_ESTRATTO DEL TESTO_
● ● ●

Una notte a mangiare smania e febbre: the Italian Addiction

La copertina sembrava una lastra dentale in bianco e nero e l’autore era quel Matteo Curtoni inserito nell’epocale antologia del ’96 “Gioventù Cannibale”, sorta di manifesto dello splatterpunk italiano.

Una notte a mangiare smania e febbre: the Italian Addiction

Quando il nuovo millennio era ancora un feto e l’ombra degli anni Novanta continuava a proiettarsi su un muro fatto di cocktail di barbiturici, musica industrial e icone suicide, mi capitò tra le mani uno strano libro dall’evocativo titolo: “una notte a mangiare smania e febbre”.

La copertina sembrava una lastra dentale in bianco e nero e l’autore era quel Matteo Curtoni inserito nell’epocale antologia del ’96 “Gioventù Cannibale”, sorta di manifesto dello splatterpunk italiano.

Con una prosa visionaria e potente Matteo raccontava la parabola amorale di Daniele che stanco di una vita passata a dipingere e a raccogliere frammenti di storie da homeless e punkabbestia, decide di superare la soglia del lecito e dopo aver assistito a un omicidio entra a far parte dei “Ragazzi Morti”.

“Sai cos’è un ragazzo morto?”, sussurra l’eroina dark, una Maddalena bellissima e perduta, all’orecchio del Nostro e l’originalità del romanzo si rivela nella sua totale assenza di trascendenza: i ragazzi morti sono dei vampiri metropolitani che non hanno alcun bisogno dell’immortalità per nutrirsi del sangue e della carne delle proprie vittime, a loro basta alcol e anfetamine e dei morsi cromati creati da un’artigiana succube del loro fascino.

● ● ●

_VOCI DELL'ESERCIZIO_

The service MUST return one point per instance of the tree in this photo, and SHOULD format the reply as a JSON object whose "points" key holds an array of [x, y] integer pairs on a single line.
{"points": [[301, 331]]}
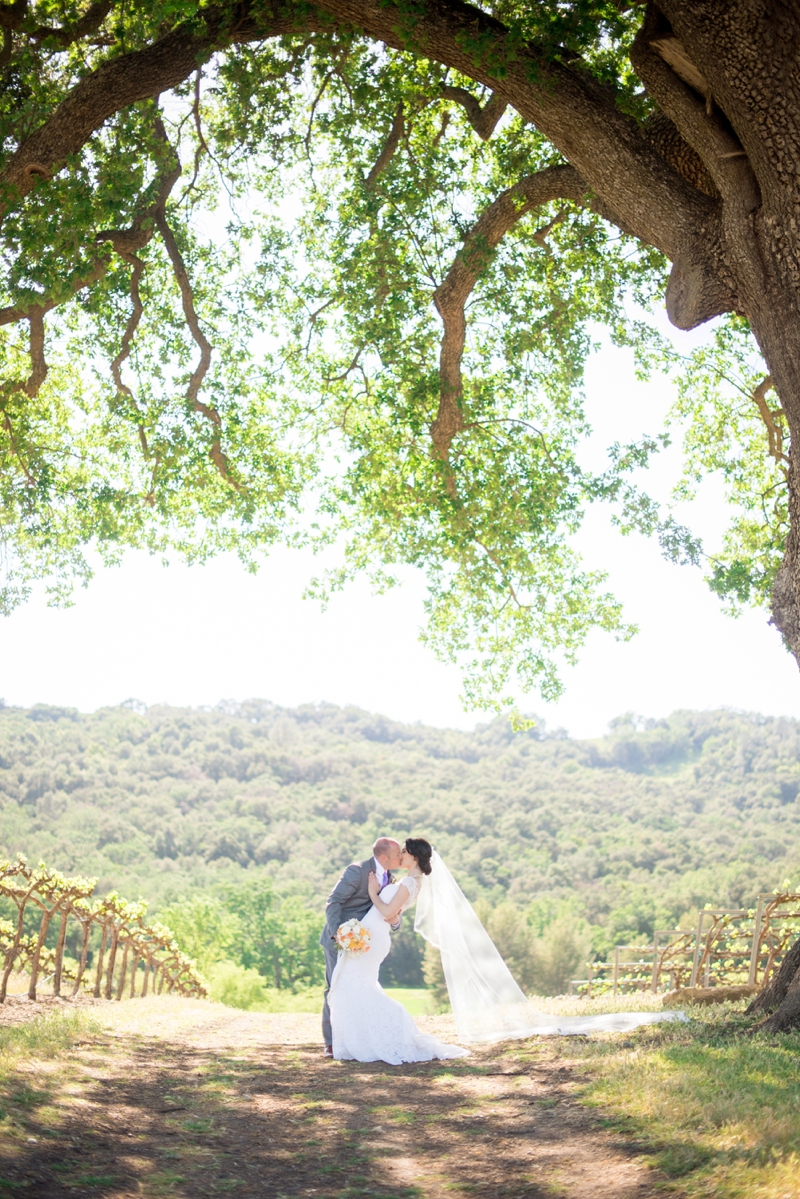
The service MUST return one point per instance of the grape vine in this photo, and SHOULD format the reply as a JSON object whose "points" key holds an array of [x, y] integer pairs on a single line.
{"points": [[126, 952]]}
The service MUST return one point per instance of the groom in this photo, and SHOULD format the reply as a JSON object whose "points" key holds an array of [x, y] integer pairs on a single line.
{"points": [[349, 899]]}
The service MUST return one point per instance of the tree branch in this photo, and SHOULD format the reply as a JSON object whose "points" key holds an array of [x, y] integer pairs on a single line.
{"points": [[575, 112], [390, 146], [483, 120], [138, 76], [774, 431], [451, 296], [187, 301], [89, 23], [705, 132]]}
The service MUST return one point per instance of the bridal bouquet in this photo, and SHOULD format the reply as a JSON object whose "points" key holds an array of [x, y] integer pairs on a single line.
{"points": [[353, 937]]}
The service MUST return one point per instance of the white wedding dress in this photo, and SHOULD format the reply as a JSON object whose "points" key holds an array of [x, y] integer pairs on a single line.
{"points": [[368, 1025]]}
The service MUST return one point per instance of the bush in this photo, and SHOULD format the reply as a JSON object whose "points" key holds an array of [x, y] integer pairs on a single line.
{"points": [[235, 986]]}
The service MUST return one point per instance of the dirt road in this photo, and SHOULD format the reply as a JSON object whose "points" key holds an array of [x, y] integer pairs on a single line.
{"points": [[192, 1100]]}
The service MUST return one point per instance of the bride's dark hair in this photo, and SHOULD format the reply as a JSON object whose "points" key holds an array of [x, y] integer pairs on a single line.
{"points": [[421, 850]]}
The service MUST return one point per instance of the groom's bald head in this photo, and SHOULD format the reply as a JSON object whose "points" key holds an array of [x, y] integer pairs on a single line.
{"points": [[388, 851]]}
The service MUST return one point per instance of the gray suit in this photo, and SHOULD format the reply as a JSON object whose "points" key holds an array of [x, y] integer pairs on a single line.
{"points": [[349, 899]]}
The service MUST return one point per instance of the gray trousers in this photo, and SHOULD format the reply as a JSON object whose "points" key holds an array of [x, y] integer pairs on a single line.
{"points": [[331, 957]]}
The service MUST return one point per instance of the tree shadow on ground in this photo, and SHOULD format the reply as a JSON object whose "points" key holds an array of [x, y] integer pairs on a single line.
{"points": [[142, 1116]]}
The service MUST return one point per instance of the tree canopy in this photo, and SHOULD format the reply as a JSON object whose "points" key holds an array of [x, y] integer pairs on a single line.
{"points": [[331, 272]]}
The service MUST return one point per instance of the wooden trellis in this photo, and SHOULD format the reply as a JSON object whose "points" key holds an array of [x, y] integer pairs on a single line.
{"points": [[728, 946], [126, 940]]}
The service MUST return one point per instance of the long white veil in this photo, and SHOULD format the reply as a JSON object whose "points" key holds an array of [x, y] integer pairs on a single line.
{"points": [[486, 1001]]}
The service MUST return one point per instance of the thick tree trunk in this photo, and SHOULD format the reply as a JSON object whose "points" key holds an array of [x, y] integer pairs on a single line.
{"points": [[780, 1000]]}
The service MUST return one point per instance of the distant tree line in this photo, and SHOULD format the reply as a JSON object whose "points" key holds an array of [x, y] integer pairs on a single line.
{"points": [[566, 847]]}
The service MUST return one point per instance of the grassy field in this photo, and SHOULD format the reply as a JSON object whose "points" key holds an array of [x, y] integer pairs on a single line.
{"points": [[168, 1097], [719, 1107]]}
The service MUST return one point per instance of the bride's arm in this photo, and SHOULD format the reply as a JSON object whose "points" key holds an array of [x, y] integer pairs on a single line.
{"points": [[392, 909]]}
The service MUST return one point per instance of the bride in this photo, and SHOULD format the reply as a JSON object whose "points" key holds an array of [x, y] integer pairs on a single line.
{"points": [[486, 1001], [368, 1025]]}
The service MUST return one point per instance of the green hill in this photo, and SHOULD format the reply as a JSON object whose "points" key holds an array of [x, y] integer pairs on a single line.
{"points": [[630, 830]]}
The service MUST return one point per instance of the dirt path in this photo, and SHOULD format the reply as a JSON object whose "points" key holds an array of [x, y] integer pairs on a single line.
{"points": [[194, 1100]]}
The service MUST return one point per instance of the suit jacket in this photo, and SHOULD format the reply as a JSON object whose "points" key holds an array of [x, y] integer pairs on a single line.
{"points": [[349, 899]]}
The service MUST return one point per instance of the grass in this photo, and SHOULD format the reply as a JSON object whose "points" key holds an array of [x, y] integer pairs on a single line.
{"points": [[716, 1106], [48, 1036]]}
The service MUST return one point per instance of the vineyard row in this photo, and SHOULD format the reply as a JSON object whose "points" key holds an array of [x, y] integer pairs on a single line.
{"points": [[41, 899]]}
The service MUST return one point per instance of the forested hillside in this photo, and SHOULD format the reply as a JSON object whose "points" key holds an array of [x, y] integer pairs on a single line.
{"points": [[633, 829]]}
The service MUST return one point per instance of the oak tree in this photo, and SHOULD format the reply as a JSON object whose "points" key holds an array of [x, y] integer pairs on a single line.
{"points": [[331, 272]]}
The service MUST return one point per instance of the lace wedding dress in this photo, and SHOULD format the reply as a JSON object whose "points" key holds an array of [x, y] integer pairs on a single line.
{"points": [[368, 1025]]}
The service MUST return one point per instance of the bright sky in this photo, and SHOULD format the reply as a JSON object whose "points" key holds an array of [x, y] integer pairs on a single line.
{"points": [[197, 636]]}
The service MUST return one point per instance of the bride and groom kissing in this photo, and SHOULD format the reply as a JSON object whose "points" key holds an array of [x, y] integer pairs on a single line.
{"points": [[362, 1023], [360, 1020]]}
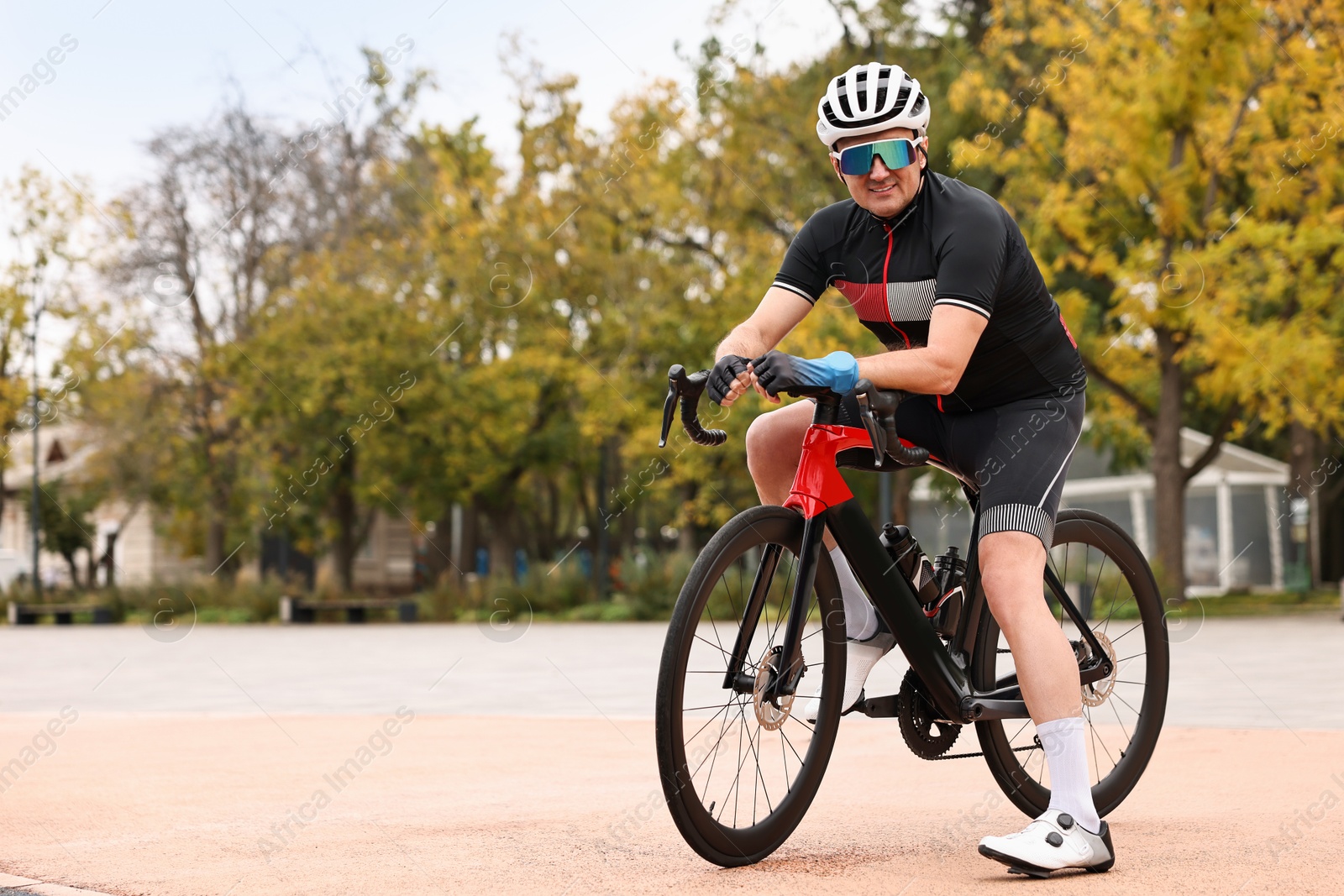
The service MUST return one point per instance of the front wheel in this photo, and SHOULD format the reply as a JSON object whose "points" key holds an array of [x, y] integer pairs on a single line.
{"points": [[1109, 580], [741, 768]]}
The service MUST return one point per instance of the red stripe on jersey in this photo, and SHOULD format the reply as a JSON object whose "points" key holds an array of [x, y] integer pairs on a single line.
{"points": [[1068, 332], [867, 300]]}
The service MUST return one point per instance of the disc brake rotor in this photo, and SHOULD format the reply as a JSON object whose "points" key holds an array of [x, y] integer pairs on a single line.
{"points": [[1097, 692], [770, 714]]}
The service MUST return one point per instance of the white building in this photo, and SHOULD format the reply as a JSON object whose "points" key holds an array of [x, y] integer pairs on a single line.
{"points": [[1236, 513], [140, 550]]}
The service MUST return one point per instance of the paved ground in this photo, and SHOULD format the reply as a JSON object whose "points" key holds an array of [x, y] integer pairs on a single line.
{"points": [[195, 768], [1231, 673]]}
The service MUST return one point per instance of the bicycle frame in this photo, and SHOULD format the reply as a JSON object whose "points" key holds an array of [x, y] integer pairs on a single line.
{"points": [[820, 493]]}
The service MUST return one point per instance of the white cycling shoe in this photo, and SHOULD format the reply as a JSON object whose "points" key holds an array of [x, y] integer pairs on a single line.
{"points": [[860, 658], [1052, 842]]}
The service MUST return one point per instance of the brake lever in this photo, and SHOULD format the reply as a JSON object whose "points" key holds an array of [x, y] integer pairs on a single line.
{"points": [[870, 423], [669, 410]]}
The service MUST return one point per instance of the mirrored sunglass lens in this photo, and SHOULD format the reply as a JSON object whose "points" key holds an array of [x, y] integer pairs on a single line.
{"points": [[858, 160]]}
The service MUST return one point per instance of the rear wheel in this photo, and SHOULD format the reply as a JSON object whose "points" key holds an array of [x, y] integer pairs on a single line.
{"points": [[1109, 580], [738, 768]]}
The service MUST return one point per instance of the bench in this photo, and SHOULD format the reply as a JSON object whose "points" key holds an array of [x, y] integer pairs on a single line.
{"points": [[302, 610], [27, 614]]}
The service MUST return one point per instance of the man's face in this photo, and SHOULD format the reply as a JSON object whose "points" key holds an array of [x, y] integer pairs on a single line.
{"points": [[882, 191]]}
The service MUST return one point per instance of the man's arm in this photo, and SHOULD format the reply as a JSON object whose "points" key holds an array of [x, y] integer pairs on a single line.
{"points": [[773, 318], [936, 369]]}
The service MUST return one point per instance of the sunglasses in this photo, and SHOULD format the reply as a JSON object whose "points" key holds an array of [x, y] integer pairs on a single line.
{"points": [[895, 155]]}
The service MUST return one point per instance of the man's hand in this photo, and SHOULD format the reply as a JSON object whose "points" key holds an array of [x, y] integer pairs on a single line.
{"points": [[779, 372], [730, 378]]}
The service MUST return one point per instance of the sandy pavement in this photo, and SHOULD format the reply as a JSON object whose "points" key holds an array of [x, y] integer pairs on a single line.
{"points": [[194, 804]]}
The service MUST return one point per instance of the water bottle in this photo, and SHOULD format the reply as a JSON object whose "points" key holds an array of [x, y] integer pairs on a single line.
{"points": [[949, 574], [911, 562]]}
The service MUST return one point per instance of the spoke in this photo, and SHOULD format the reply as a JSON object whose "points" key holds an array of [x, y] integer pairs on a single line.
{"points": [[1121, 721], [716, 647], [1095, 584], [1116, 694], [785, 738], [759, 775], [737, 779], [714, 754], [707, 725], [1128, 631], [1113, 605], [784, 602], [712, 757], [721, 707], [1099, 738], [793, 718], [714, 627]]}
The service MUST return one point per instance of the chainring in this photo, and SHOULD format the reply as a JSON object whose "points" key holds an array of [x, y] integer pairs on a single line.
{"points": [[927, 736]]}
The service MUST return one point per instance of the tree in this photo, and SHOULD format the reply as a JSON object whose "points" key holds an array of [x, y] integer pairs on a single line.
{"points": [[64, 520], [1140, 149]]}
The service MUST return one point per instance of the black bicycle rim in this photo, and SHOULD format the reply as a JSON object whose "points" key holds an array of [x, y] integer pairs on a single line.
{"points": [[1104, 573], [736, 788]]}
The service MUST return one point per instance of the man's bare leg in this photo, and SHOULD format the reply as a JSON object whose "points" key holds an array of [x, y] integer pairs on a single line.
{"points": [[774, 448], [1011, 569]]}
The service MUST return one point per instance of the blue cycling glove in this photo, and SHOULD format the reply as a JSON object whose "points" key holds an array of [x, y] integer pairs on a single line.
{"points": [[779, 372]]}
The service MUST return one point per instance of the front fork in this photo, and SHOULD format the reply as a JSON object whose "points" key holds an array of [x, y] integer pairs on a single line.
{"points": [[788, 665]]}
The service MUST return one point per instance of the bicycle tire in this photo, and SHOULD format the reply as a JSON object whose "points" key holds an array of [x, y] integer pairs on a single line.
{"points": [[1010, 768], [732, 846]]}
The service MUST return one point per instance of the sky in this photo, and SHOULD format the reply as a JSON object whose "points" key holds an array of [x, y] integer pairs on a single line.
{"points": [[97, 78], [87, 83]]}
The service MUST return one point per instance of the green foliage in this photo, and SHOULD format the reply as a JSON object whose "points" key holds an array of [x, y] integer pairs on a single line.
{"points": [[401, 320]]}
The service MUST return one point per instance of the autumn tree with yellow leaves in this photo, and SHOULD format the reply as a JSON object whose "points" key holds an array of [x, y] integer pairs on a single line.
{"points": [[1176, 170]]}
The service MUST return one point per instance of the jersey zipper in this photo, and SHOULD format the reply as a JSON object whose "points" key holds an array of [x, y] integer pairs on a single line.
{"points": [[886, 289]]}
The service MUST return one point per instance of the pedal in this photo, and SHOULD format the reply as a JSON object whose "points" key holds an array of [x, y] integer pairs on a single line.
{"points": [[878, 707]]}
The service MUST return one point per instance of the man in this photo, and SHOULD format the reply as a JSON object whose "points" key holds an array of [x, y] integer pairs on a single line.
{"points": [[941, 275]]}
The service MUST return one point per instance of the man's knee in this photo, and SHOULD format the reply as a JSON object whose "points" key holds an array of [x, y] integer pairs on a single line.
{"points": [[1011, 569], [774, 441]]}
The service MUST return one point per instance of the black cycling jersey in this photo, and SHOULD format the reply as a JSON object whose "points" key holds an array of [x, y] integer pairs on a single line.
{"points": [[954, 244]]}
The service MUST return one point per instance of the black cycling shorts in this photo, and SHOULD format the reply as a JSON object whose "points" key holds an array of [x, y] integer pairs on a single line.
{"points": [[1016, 453]]}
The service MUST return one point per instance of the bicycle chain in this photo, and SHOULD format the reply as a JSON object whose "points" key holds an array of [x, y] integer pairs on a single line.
{"points": [[971, 755]]}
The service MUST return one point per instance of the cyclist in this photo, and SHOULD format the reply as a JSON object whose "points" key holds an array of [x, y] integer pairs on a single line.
{"points": [[941, 275]]}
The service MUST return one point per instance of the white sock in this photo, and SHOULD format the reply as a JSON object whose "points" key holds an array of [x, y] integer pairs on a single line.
{"points": [[1070, 783], [860, 618]]}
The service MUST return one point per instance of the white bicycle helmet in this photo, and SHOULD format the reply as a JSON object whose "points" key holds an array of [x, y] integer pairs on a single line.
{"points": [[862, 102]]}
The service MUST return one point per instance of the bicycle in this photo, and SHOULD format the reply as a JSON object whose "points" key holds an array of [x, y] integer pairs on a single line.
{"points": [[779, 637]]}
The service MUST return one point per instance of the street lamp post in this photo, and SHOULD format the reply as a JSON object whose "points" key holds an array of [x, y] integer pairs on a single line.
{"points": [[37, 418]]}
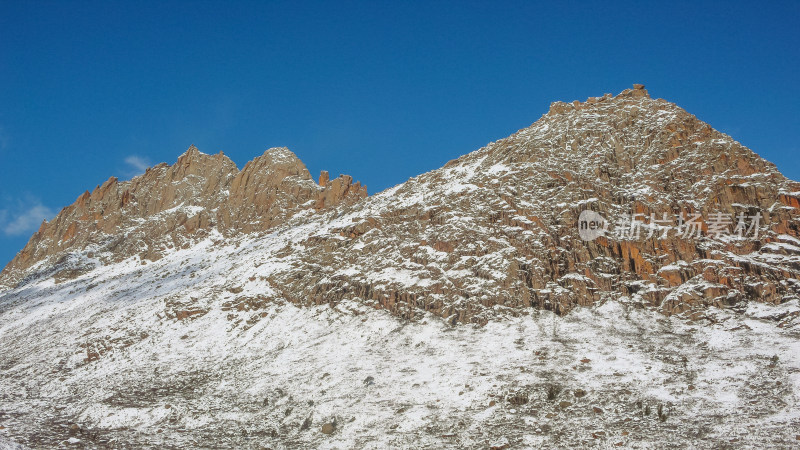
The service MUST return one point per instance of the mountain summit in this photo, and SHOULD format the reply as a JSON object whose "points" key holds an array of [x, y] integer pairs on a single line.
{"points": [[495, 228], [617, 273]]}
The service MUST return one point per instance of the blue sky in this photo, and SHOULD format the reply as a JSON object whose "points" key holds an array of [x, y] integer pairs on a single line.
{"points": [[379, 90]]}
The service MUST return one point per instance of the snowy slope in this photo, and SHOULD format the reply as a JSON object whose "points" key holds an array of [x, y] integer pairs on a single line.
{"points": [[106, 353], [457, 310]]}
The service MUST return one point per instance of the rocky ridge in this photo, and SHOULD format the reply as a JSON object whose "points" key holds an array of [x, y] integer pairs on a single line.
{"points": [[202, 306], [171, 207], [495, 230]]}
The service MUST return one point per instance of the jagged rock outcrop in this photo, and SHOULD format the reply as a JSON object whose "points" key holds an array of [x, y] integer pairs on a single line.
{"points": [[496, 229], [170, 207], [202, 306]]}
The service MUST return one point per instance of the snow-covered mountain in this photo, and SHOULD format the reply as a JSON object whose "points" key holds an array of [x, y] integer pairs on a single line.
{"points": [[201, 305]]}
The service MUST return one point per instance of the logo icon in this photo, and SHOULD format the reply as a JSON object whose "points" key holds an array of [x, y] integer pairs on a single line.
{"points": [[591, 225]]}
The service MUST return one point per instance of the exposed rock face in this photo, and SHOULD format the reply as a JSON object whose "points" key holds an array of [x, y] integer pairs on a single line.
{"points": [[495, 230], [172, 206], [203, 306]]}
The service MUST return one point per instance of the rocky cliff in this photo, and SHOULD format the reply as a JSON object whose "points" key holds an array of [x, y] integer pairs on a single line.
{"points": [[497, 228], [172, 207], [572, 285]]}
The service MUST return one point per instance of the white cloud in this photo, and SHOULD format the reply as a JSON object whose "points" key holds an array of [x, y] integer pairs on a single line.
{"points": [[136, 164], [25, 219]]}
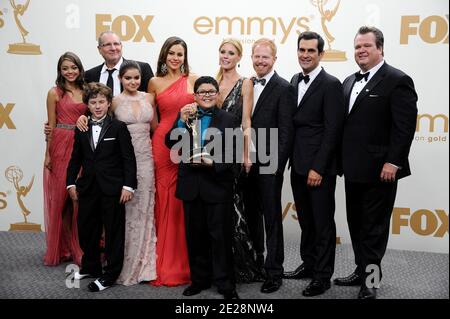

● ● ●

_QUESITO SCRITTO A_
Rispondi alle seguenti domande sull'estratto del testo, una per riga:
(i) In quale antologia del '96 era stato inserito Matteo Curtoni?
(ii) A quali attività aveva dedicato la vita Daniele prima di superare la soglia del lecito?
(iii) Di che cosa hanno bisogno i "Ragazzi Morti" per nutrirsi del sangue e della carne delle proprie vittime, invece dell'immortalità?
_QUESITO SCRITTO B_
Raccogli tutte le righe delle voci che contengono la parola "front".

_RISPOSTA CORRETTA A_
(i) "Gioventù Cannibale"
(ii) A dipingere e a raccogliere frammenti di storie da homeless e punkabbestia
(iii) Alcol, anfetamine e morsi cromati creati da un'artigiana succube del loro fascino

_RISPOSTA CORRETTA B_
The service MUST return one point per instance of the front wheel in this photo, and SHOULD format the reply as a JSON object whose "points" key holds an array of [x, y] integer pairs on a single line.
The service MUST return one point per instance of the front fork in this photo, and SHOULD format the reply as a JSON object whose "points" key holds an array of [x, y] integer pairs on a single line.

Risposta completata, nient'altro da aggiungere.